Start of Block
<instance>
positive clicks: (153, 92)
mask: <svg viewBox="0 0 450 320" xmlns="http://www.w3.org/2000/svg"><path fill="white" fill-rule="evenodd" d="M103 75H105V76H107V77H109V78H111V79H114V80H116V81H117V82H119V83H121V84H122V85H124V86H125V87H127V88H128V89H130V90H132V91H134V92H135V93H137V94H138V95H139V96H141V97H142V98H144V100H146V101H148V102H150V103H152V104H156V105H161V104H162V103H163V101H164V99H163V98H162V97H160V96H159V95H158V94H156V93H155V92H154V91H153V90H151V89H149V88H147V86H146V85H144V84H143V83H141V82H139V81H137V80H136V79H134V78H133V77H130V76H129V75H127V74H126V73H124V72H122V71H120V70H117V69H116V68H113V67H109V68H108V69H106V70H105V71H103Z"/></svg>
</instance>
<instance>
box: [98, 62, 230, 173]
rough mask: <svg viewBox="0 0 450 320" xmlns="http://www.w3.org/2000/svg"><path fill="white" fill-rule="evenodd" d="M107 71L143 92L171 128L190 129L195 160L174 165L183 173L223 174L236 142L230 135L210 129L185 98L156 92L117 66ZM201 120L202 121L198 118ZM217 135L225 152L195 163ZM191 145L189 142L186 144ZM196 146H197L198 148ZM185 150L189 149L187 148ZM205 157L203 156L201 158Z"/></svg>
End of Block
(Goal of the exercise):
Can you format every line of the records above as a JSON list of strings, with one string per line and blank lines left out?

(Exercise response):
[
  "<instance>",
  "positive clicks: (153, 92)",
  "mask: <svg viewBox=\"0 0 450 320\" xmlns=\"http://www.w3.org/2000/svg\"><path fill=\"white\" fill-rule=\"evenodd\" d=\"M103 75H105V76H107V77H109V78H111V79H114V80H116V81H117V82H119V83H121V84H122V85H124V86H125V87H127V88H128V89H130V90H132V91H134V92H135V93H137V94H138V95H139V96H141V97H142V98H144V100H146V101H148V102H150V103H152V104H156V105H161V104H162V103H163V101H164V99H163V98H162V97H160V96H159V95H158V94H156V93H155V92H154V91H153V90H151V89H149V88H147V86H146V85H144V84H143V83H141V82H139V81H137V80H136V79H134V78H133V77H130V76H129V75H127V74H126V73H124V72H122V71H120V70H117V69H116V68H113V67H109V68H108V69H106V70H105V71H103Z\"/></svg>",
  "</instance>",
  "<instance>",
  "box: [98, 62, 230, 173]",
  "rough mask: <svg viewBox=\"0 0 450 320\" xmlns=\"http://www.w3.org/2000/svg\"><path fill=\"white\" fill-rule=\"evenodd\" d=\"M107 71L143 92L171 128L190 129L195 160L174 165L183 173L223 174L236 142L230 135L210 129L185 98L156 92L117 66ZM201 120L202 121L198 118ZM217 135L225 152L195 163ZM191 145L189 142L186 144ZM196 146H197L198 148ZM185 150L189 149L187 148ZM205 157L203 156L201 158Z\"/></svg>"
]